• [Records supplied]
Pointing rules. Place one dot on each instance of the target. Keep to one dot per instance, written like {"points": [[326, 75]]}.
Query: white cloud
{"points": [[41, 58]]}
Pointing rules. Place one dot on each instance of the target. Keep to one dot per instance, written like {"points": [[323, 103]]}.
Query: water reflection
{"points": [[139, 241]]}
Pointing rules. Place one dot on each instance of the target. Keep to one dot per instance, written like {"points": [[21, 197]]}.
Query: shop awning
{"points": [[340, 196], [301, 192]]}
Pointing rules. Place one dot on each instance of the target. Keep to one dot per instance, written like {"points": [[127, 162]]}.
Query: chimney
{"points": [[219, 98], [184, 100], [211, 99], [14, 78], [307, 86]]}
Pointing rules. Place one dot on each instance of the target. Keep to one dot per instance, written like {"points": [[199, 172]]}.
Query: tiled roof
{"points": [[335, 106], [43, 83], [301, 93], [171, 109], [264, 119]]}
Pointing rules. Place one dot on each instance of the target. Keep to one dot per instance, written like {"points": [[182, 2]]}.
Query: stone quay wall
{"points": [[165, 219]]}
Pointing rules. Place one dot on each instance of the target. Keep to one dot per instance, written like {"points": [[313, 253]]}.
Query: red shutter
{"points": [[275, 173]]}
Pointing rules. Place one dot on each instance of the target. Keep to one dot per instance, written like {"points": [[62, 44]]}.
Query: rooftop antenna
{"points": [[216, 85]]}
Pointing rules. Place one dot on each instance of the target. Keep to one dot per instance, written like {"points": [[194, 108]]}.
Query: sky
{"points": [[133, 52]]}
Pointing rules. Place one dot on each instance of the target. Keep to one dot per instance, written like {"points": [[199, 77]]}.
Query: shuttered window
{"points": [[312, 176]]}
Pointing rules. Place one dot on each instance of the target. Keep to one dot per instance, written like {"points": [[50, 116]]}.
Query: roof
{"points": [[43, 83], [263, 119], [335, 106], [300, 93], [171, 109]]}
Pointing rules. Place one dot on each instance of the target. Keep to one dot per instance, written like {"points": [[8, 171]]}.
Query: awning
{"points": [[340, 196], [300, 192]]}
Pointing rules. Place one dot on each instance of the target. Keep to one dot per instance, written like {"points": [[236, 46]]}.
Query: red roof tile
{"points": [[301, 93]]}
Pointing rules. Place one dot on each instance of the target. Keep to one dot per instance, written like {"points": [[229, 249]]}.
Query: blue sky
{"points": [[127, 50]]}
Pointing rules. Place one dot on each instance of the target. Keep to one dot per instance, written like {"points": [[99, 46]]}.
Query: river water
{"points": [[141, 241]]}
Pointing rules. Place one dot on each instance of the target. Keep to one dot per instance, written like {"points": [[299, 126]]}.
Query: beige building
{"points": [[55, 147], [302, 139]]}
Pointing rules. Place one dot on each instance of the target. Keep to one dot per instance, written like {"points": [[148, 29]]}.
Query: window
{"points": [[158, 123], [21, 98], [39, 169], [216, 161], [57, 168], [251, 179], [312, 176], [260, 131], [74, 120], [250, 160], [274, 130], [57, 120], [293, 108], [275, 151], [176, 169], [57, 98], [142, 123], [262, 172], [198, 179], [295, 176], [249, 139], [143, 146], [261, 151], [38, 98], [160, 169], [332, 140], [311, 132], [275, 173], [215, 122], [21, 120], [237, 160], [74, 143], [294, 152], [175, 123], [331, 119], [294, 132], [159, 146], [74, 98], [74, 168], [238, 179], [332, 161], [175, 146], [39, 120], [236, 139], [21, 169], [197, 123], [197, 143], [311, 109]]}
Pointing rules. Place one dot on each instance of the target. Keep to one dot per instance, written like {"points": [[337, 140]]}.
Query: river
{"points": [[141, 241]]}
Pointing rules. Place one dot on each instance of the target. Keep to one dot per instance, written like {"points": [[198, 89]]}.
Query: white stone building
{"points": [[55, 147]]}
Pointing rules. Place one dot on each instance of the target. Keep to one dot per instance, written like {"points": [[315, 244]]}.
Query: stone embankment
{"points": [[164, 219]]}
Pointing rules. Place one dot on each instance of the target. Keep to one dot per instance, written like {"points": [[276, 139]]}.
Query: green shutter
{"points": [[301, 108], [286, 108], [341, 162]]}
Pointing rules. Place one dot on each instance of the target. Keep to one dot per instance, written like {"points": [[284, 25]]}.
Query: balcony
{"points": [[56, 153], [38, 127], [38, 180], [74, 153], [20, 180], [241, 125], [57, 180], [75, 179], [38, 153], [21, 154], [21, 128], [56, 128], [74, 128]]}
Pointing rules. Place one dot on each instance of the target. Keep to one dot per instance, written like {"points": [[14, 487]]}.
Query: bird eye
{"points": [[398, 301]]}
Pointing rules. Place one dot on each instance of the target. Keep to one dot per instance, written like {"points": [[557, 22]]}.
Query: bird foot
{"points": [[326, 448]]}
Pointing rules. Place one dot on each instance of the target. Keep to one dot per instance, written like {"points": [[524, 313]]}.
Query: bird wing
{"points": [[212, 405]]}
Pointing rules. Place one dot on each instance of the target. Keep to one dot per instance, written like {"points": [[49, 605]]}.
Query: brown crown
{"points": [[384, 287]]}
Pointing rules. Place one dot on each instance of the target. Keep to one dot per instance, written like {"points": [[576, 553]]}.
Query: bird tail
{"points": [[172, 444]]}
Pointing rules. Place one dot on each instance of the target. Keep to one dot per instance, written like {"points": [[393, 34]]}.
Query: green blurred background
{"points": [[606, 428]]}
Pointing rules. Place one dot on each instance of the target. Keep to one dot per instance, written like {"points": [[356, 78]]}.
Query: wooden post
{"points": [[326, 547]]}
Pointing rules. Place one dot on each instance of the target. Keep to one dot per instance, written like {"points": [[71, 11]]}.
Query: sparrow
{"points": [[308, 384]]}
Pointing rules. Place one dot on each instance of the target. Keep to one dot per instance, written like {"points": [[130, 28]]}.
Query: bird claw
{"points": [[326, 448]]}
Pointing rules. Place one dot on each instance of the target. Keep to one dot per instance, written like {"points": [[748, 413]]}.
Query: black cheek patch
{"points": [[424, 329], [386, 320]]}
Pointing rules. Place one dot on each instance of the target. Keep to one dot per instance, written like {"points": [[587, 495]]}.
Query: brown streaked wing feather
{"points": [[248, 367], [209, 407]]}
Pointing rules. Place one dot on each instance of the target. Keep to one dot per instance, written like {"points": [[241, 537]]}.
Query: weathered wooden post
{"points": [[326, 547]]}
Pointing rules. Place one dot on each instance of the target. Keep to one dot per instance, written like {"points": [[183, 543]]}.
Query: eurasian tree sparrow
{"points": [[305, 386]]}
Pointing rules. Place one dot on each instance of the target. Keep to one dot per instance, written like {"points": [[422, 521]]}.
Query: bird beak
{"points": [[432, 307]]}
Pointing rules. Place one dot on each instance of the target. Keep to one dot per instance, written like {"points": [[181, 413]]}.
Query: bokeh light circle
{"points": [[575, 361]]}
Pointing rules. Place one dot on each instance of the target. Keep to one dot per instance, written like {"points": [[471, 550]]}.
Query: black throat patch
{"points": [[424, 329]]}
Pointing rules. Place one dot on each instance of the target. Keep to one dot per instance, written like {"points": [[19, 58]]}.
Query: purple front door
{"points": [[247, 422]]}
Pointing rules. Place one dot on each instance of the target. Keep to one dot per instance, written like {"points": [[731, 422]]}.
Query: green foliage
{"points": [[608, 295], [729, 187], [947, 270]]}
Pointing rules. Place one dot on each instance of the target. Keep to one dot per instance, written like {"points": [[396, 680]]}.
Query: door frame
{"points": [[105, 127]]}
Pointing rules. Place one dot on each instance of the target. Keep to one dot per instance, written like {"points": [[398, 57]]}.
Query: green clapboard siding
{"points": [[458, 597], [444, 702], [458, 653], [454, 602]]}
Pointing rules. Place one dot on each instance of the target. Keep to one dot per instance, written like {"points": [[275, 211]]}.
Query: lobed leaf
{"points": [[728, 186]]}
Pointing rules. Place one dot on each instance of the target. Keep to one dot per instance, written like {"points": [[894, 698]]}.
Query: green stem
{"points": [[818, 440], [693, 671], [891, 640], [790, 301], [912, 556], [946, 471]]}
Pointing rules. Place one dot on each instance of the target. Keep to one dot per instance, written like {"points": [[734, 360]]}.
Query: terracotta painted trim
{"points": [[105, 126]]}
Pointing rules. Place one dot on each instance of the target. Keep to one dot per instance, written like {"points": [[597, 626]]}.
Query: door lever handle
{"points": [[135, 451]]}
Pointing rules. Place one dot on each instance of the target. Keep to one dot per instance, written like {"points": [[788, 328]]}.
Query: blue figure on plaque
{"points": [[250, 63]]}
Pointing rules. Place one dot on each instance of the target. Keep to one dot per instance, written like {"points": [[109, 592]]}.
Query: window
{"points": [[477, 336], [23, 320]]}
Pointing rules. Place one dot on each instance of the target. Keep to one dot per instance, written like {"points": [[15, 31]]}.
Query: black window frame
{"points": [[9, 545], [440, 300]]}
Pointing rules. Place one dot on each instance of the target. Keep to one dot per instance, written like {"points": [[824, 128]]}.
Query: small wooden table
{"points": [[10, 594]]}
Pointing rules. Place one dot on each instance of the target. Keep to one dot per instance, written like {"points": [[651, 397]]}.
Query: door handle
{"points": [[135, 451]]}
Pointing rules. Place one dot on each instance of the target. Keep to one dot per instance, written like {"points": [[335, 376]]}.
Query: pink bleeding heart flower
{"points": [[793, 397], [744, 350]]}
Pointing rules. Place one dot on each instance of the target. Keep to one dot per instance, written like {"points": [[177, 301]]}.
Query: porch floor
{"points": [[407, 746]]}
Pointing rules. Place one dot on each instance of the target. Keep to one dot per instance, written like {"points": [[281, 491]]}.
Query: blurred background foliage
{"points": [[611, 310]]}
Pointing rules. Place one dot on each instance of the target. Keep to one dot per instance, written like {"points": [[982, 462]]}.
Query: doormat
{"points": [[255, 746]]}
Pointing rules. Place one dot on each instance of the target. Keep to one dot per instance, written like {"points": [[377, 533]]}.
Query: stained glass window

• [Task directions]
Find every line in the records above that contains the word "foliage", and copy each of those lines.

• [The answer]
Query: green foliage
Query: blurred background foliage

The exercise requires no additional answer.